-
61. Data: 2009-03-25 21:22:11
Temat: Re: Jak skutecznie szukać pracy :-)
Od: "Jotte" <t...@w...spam.wypad.polska>
W wiadomości news:gqd3r7$jsv$1@news3.onet The_EaGle <t...@t...pl> pisze:
>>> Twoja sprawa czy je oddzielasz czy nie. Ja nie oddzielam pracy od
>>> prywatnego życia - pije piwo z kierownikiem i dyrektorem na spotkaniach.
>> Nie oddzielaj, twoja rzecz. Będzie ci bardziej przykro jak cię bez
>> sentymentów posuną na aut.
> Dawno temu podziękowano mi za pracę podczas łączenia firm. Zrozumiałem to
> i poszukałem nowej. Człowiek który mnie zastąpił był lepszy - nie mam
> pretensji do pracodawcy, do siebie też raczej nie byłem na początku swojej
> pracy. Nie można cały czas wygrywać, trzeba też parę razy sie sparzyć,
> wyciągnąć wnioski i iść dalej.
To normalne, że w systuacjach o mechanizmach zbliżonych do ostrego dysonansu
poznawczego, frustracji człowiek stosuje różnego rodzaju mechanizmy
obronne - wyparcie, pseudoracjonalizacja, słodka cytryna, kwaśne winogrona
itp.
> Najgłupszą rzeczą jest czarnowidztwo na pl.praca.dyskusje.
Ja tu czarnowidztwa w zasadzie nie dostrzegam, możem ślepy.
>>> Po za tym w pracy spędza się 1/3 swojego życia wiec jeżeli źle sie w
>>> niej czujesz ma wpływ na pozostałe 2/3. Dlatego dobrze jest tak dobrać
>>> pracę aby być z niej zadowolonym.

-=-=-

### [Do zrobienia]
a. Przełóż na angielski to zdanie z dyskusji o szukaniu pracy: „Najgłupszą rzeczą jest czarnowidztwo na pl.praca.dyskusje.”
b. Dopisz dalszy ciąg dyskusji o szukaniu pracy, zaczynając zaraz po jej ostatnim zdaniu.
Wiersze nie są tu do niczego potrzebne.

[Dane segmentacji]
-=-=-

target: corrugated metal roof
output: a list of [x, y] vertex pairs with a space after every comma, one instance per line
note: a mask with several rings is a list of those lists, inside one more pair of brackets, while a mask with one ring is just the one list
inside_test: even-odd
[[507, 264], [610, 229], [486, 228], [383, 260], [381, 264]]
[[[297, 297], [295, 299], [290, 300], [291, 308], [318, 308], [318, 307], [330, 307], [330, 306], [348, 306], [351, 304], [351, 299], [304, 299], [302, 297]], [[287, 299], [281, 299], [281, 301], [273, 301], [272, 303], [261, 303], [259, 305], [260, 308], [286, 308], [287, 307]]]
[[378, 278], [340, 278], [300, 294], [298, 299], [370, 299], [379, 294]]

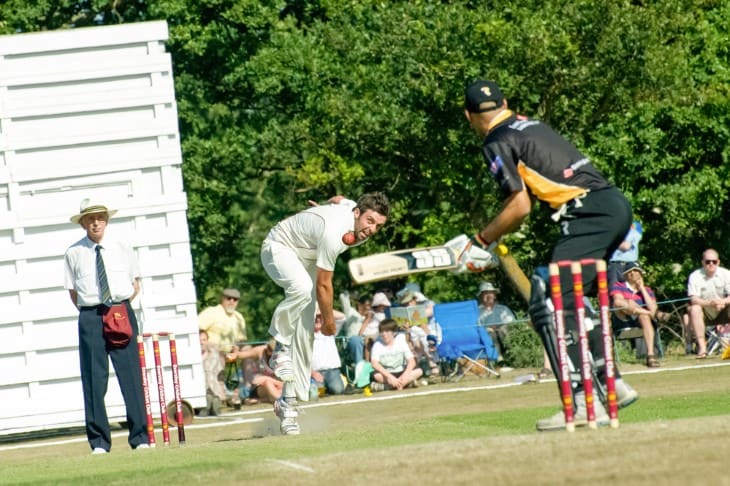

-=-=-

### [Odpowiedzi]
a. The stupidest thing is the pessimism on pl.praca.dyskusje.

b.
>> To prawda. Ale ten wpływ nie musi być wcale taki oczywisty i można go
>> zminimalizować, a nawet uczynić nieistotnym.
> Ale moja praca to moja pasja, moje życie.
Szczęśliwy człowiek z ciebie.
Ale nic za darmo.
W takim razie ewentualny gnój z pracy wleje ci się do życia szerokim
strumieniem.
I nie będziesz miał gdzie się okopać.
> Jak odpoczywam w weekendy także o tym czytam. Czemu mam być zamknięty na
> życie w pracy?
Z rozsądku.
> To tak jak z kierowcami ciężarówek, są tacy co kradną paliwo i sprzedają
> "oszczędności" a są tacy którzy po tygodniu w domu nie mogą wytrzymać i
> dopiero w trasie czują że żyją. Naprawdę praca może sprawiać radość i
> satysfakcje - ty tego nie rozumiesz i masz z tym problem. Ja zawsze
> chciałem robić to co robie i pracowałem na to kilkanaście lat. Teraz się z
> tego cieszę a to gdzie pracuję ma dla mnie trzeciorzędne znaczenie - ważne
> aby robił to co lubię.
Nie da się tak, a twoja euforia mnie nie przekonuje. Wygląda trochę na nieco
dziecinną fascynację.
Przyjemność płynącą z wykonywania lubianej pracy oczywiście znam i cenię,
zatem wnioskując pudłujesz na maxa, co też ma swoje znaczenie.
>> Mnie tam wisi z kim chciałbyś siedzieć 8h, a z kim nie. Osobiście
>> wolałbym oczywiście pracować z kimś, kto rozumie i potrafi szanować cudzą
>> prywatność, ale gdyby nie umiał, to łatwo i szybko bym go naprostował.
>> Reszty nie bedę komentował, bo sam sobie poradzisz z dyskutowaniem z
>> własnym zdaniem.
> Ja myśle że to komunizm w Polsce spowodował że pracę traktuje się jako zło
> konieczne
Oraz cykliści...
> i ty właśnie tak ją traktujesz.
Znowu pudło.
Szybkie wysnuwanie pochopnych wniosków na podstawie śladowych przesłanek
zawsze prowadzi na manowce.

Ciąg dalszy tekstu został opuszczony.